Excerpt from a dataset:
>>>
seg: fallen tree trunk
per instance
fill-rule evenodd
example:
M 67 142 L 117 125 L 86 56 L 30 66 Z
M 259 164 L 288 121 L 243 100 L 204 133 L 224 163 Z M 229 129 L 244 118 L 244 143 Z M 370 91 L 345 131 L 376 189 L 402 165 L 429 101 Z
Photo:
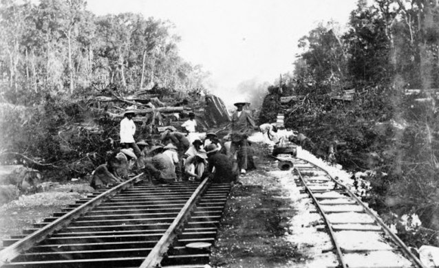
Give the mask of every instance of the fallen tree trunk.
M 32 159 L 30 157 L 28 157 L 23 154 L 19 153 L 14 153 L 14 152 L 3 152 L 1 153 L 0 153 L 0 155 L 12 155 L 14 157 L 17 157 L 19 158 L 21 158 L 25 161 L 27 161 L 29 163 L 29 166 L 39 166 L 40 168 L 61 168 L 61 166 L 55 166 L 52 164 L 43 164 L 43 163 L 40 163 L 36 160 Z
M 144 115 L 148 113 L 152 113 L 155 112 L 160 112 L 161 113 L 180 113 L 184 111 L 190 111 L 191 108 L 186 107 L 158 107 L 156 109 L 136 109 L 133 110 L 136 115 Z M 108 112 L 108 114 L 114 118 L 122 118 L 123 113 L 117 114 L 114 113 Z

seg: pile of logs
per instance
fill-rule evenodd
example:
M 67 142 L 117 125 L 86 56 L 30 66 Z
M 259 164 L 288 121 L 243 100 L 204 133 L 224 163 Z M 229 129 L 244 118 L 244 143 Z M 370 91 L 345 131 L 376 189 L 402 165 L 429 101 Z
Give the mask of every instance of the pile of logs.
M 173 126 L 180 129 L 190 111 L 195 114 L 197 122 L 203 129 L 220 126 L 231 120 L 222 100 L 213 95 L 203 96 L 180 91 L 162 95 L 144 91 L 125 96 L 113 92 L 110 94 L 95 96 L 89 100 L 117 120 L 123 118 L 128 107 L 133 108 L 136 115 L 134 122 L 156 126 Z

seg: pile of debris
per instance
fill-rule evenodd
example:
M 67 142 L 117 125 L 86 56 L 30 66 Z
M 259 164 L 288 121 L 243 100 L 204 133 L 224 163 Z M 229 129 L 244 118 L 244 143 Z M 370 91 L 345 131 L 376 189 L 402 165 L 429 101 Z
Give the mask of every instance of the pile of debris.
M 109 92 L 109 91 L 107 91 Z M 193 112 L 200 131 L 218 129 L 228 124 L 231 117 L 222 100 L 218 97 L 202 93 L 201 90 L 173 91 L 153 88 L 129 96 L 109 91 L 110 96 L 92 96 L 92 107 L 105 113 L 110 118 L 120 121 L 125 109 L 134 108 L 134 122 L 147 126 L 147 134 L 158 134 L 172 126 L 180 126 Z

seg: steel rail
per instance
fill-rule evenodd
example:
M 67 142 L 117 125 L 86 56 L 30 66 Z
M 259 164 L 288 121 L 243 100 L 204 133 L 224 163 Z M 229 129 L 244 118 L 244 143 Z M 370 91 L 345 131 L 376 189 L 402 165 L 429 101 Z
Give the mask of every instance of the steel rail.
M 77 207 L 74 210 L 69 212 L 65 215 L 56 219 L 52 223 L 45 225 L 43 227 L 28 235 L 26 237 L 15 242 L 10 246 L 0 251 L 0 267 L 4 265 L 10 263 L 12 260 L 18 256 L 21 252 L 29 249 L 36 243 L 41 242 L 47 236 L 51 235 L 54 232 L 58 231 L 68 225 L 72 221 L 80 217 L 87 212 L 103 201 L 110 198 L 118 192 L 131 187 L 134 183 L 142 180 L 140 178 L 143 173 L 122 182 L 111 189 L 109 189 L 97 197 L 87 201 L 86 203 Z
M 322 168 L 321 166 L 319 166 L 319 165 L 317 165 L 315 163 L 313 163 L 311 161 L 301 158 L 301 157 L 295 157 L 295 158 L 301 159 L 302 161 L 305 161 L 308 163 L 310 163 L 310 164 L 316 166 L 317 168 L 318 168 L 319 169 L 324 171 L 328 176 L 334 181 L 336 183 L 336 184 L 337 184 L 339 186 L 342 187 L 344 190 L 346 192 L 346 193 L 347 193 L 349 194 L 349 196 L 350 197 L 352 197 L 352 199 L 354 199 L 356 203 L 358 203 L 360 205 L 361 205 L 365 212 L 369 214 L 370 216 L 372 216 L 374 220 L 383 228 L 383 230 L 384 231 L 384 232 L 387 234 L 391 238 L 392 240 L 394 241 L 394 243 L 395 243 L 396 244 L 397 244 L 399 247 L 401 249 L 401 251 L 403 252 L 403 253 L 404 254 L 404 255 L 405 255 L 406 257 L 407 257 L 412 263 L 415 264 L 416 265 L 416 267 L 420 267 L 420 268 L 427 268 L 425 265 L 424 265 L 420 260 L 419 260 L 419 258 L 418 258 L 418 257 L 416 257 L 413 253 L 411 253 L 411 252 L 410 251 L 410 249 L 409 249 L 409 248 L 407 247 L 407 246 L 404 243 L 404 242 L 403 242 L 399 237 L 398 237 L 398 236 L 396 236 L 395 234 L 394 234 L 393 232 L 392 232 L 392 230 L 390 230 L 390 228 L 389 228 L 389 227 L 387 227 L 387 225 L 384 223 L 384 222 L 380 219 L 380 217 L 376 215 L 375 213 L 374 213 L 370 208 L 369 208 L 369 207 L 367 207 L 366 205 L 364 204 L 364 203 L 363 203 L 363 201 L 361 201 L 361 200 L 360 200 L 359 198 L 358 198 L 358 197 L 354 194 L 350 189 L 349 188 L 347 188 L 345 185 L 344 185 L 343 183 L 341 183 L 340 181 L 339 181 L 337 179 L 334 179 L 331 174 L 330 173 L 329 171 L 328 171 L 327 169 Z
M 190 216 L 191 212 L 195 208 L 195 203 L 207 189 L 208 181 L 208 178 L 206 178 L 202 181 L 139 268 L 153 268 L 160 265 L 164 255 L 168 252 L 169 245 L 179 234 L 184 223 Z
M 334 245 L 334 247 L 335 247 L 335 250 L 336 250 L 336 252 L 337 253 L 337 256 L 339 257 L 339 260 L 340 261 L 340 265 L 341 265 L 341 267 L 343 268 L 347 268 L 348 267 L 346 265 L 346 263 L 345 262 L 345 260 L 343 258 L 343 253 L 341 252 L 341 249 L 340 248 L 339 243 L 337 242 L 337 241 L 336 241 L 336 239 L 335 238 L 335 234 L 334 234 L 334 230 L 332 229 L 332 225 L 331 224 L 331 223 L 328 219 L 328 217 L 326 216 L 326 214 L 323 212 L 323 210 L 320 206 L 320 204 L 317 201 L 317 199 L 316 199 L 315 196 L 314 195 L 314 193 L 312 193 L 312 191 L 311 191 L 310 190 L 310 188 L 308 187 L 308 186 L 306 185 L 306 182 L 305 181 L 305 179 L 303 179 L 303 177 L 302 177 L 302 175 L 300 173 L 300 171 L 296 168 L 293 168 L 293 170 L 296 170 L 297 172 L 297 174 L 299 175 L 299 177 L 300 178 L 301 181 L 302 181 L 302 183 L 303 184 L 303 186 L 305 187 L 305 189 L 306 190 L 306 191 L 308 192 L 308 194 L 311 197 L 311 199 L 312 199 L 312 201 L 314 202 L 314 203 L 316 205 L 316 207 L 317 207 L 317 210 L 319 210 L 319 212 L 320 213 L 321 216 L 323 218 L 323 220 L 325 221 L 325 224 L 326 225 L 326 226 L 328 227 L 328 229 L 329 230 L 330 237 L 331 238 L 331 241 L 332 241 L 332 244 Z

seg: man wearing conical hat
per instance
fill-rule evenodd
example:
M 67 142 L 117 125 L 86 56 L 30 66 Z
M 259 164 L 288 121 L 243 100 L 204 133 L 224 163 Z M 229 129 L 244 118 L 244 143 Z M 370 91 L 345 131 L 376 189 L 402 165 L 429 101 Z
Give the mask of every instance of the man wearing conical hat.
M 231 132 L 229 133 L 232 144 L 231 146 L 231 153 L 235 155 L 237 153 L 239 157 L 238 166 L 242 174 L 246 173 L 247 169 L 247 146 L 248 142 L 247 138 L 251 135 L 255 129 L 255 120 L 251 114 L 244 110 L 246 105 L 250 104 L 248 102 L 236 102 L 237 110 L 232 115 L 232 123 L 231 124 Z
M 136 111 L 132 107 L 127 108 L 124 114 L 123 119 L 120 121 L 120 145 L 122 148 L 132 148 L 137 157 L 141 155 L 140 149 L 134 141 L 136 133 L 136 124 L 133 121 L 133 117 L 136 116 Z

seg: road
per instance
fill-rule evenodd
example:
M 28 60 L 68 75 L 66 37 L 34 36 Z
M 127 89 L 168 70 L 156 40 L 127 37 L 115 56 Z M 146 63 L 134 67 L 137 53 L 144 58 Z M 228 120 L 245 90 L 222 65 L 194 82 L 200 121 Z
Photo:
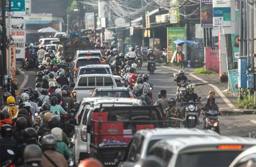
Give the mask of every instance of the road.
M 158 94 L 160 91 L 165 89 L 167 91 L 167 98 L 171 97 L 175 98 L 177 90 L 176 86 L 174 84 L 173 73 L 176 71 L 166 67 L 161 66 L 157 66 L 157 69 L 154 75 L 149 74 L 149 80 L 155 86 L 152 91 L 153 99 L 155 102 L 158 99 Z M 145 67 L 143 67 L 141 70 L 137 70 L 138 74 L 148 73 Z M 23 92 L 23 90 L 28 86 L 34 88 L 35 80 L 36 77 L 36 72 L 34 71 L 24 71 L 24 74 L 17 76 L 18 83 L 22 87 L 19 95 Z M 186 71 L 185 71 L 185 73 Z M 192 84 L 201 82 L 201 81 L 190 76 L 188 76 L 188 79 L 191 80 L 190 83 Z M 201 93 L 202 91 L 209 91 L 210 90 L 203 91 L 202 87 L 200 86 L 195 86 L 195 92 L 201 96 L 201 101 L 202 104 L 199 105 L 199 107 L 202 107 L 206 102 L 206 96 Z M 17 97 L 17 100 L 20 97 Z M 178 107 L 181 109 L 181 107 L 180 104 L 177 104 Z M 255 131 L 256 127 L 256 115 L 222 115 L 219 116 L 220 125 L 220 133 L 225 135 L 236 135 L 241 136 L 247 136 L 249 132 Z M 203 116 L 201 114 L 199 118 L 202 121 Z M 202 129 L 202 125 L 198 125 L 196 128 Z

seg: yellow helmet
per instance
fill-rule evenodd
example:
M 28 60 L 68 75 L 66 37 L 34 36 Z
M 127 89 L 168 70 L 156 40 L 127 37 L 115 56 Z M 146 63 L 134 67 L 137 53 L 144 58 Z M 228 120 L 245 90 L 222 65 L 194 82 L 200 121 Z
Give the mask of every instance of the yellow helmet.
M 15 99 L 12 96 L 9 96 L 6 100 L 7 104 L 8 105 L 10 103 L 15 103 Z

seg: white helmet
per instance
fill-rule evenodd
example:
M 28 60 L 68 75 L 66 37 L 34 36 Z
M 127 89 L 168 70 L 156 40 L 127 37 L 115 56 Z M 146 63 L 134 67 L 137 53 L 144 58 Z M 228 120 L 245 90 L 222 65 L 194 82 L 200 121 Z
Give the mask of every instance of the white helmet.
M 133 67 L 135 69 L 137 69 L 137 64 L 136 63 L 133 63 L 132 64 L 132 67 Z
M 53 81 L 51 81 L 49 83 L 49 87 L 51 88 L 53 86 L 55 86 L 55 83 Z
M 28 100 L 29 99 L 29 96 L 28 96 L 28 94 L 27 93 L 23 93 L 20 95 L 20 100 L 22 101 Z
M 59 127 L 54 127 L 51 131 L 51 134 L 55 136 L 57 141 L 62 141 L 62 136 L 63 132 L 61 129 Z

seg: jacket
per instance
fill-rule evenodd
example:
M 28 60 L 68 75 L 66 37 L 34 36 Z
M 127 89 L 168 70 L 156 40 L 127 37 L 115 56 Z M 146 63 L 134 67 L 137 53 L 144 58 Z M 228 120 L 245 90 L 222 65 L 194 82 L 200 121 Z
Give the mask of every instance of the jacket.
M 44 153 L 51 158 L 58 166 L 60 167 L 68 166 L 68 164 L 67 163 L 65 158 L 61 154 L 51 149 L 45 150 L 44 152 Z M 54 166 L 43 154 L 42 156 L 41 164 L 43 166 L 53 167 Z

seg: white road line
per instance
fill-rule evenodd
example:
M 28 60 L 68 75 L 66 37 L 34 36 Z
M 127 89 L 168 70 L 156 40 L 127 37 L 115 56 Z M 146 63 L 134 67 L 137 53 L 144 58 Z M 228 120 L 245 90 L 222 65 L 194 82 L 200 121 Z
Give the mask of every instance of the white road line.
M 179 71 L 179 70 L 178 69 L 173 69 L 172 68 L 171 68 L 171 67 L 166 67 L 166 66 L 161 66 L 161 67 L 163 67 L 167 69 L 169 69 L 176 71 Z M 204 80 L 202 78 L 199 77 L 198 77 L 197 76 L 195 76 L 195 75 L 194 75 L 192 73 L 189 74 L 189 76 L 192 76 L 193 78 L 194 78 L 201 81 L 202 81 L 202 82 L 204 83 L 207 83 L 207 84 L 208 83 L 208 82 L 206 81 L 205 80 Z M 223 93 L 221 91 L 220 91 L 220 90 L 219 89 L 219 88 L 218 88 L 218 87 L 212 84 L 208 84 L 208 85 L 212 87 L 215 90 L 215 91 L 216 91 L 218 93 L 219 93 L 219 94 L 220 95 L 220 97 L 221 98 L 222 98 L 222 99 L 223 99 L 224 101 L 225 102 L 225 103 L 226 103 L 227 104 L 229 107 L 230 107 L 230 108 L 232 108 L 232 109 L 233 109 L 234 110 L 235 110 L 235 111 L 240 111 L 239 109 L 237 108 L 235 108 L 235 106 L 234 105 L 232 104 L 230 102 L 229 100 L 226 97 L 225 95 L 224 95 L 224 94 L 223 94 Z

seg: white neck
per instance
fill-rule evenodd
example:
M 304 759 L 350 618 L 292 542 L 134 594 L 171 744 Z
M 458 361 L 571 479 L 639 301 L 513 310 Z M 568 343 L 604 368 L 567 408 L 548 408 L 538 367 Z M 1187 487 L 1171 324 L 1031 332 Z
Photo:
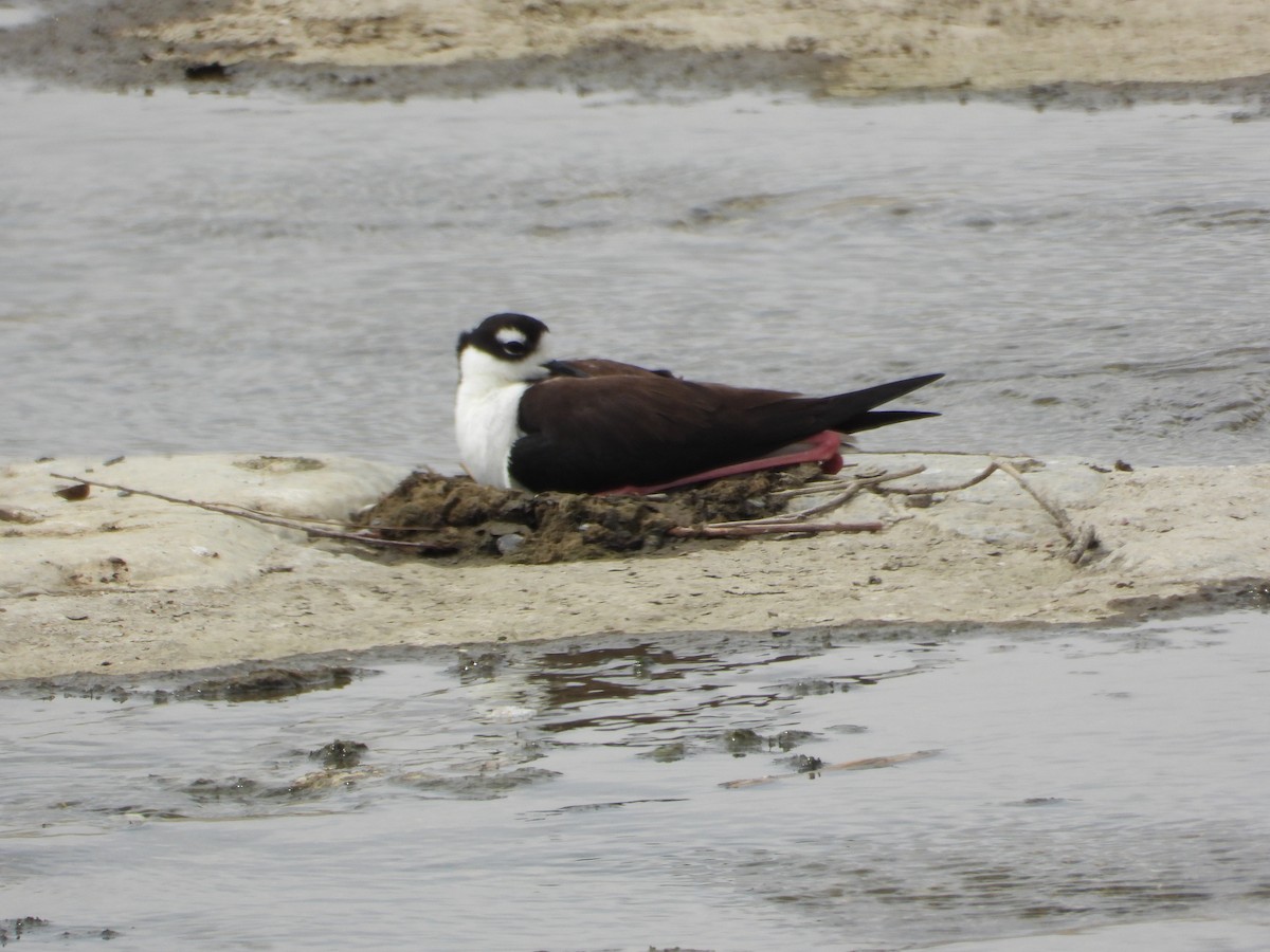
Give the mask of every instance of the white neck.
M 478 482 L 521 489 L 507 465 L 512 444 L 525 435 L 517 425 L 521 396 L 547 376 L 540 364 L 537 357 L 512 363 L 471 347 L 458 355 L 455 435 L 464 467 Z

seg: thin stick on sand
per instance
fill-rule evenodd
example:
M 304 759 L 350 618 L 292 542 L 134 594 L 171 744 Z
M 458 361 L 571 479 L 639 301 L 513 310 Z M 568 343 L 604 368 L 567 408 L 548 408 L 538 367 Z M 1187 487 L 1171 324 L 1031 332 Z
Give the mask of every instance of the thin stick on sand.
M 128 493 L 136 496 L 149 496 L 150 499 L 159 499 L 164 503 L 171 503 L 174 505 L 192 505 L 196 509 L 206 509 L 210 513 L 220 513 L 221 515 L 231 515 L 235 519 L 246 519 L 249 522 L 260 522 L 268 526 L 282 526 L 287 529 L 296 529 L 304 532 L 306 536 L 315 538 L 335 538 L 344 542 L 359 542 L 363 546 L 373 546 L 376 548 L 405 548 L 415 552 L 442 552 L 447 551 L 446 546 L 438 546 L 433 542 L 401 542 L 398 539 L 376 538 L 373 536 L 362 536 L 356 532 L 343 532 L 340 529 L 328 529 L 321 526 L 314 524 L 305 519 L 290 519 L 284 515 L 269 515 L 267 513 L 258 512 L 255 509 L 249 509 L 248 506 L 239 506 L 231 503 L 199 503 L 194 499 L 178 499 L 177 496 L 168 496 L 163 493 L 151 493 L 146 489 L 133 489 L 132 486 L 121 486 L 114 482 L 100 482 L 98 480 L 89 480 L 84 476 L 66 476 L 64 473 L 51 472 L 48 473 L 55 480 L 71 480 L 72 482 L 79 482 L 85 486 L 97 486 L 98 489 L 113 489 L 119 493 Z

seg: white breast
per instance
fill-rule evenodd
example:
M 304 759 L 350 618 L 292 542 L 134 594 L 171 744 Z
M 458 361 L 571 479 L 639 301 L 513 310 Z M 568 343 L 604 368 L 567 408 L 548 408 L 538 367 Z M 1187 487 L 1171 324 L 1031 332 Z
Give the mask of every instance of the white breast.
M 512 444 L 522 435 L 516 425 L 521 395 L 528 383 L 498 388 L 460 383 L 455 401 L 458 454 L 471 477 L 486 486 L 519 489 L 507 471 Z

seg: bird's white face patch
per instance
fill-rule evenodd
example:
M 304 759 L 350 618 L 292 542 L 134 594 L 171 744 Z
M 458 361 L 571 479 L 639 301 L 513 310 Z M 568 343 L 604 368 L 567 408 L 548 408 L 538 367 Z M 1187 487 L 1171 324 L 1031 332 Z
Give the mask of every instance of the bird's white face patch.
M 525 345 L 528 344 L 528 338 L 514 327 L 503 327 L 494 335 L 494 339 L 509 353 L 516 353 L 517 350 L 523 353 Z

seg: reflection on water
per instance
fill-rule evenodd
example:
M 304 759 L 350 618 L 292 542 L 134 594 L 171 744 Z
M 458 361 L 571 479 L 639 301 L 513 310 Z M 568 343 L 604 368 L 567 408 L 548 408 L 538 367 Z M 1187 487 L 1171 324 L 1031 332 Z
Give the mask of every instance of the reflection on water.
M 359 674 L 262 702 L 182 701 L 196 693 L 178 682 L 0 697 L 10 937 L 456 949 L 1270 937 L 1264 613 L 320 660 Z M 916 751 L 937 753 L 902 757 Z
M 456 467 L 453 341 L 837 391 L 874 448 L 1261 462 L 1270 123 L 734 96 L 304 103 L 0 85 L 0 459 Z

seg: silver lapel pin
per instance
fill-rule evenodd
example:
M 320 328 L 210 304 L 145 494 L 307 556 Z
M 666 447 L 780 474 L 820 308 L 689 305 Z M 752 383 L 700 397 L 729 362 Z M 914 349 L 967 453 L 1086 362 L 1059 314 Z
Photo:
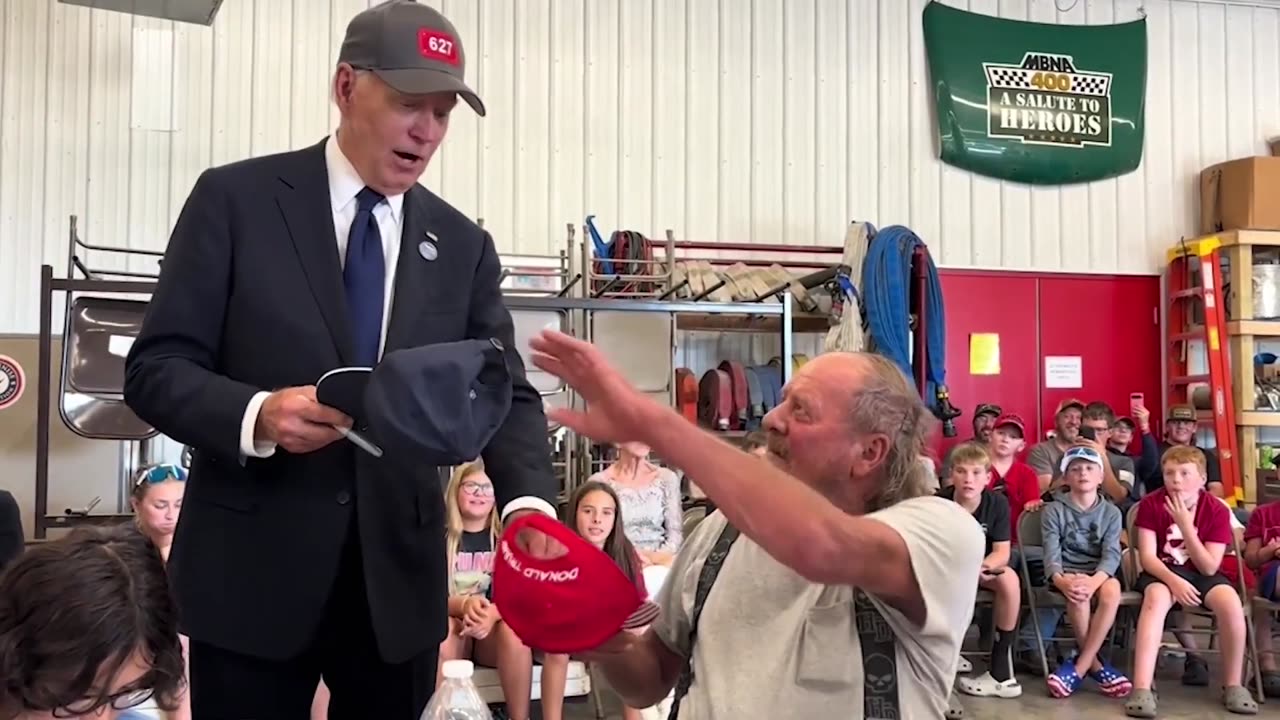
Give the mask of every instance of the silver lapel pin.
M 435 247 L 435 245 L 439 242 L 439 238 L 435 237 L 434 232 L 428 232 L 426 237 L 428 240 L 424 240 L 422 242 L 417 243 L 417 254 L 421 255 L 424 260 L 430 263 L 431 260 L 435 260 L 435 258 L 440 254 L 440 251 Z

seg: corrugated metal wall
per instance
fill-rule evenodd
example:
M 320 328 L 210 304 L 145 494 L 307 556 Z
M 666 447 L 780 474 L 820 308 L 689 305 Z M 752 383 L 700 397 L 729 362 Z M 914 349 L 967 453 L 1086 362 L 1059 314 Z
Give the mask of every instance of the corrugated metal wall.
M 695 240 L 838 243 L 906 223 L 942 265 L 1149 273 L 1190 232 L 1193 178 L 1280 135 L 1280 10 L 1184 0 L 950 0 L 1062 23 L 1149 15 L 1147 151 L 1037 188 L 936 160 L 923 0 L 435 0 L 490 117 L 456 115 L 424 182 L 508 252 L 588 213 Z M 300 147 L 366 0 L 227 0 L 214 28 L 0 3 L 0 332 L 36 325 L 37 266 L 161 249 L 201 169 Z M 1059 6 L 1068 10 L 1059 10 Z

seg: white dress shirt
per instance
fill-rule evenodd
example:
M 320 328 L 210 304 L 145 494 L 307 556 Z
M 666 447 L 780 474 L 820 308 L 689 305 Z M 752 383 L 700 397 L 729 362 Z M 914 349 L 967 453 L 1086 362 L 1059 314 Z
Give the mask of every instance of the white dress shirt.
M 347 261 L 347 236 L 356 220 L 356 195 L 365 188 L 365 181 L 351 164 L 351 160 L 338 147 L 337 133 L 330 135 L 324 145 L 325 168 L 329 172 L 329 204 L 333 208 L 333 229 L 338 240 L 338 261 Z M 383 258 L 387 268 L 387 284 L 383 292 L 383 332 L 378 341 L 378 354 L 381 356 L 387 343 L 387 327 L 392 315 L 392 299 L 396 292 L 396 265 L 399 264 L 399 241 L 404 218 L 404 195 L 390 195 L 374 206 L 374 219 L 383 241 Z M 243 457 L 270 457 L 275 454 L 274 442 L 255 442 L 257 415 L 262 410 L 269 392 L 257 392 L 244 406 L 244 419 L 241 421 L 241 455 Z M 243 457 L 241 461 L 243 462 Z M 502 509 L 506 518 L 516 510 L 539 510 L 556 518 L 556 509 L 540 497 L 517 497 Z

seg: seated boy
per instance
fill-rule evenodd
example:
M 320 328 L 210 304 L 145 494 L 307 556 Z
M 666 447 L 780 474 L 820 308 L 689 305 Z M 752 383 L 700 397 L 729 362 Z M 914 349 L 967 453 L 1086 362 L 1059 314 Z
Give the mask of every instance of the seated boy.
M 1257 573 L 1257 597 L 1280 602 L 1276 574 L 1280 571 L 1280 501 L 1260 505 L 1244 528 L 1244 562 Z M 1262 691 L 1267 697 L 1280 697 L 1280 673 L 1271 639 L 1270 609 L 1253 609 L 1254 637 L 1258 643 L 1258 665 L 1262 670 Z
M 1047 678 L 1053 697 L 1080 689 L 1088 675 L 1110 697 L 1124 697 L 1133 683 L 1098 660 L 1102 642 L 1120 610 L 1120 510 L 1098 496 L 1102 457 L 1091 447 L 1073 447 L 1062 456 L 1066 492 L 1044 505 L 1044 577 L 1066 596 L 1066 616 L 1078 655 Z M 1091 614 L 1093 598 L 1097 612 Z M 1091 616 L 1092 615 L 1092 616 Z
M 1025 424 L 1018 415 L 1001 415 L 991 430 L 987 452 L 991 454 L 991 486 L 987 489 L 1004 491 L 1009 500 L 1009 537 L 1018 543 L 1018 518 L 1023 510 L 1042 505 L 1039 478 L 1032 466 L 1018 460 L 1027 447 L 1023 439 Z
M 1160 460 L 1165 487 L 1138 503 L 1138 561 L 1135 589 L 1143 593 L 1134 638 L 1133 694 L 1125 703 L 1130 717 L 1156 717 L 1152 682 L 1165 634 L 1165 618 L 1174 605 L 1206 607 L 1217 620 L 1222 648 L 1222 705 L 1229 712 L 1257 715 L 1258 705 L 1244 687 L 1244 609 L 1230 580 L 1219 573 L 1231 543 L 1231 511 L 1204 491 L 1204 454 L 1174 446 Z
<<<
Work to complete: Reproduce the lines of the records above, starting with the line that contains "seg: white dress shirt" and going on through the line that contains "Give the mask of every instance of the white dress".

Response:
seg: white dress shirt
per instance
fill-rule evenodd
example:
M 320 328 L 210 304 L 145 494 L 307 556 Z
M 666 447 L 780 474 L 820 308 L 689 305 Z M 752 383 L 700 397 L 729 362 Z M 914 349 L 967 453 L 1086 362 L 1059 314 Z
Give the mask of every instance of the white dress shirt.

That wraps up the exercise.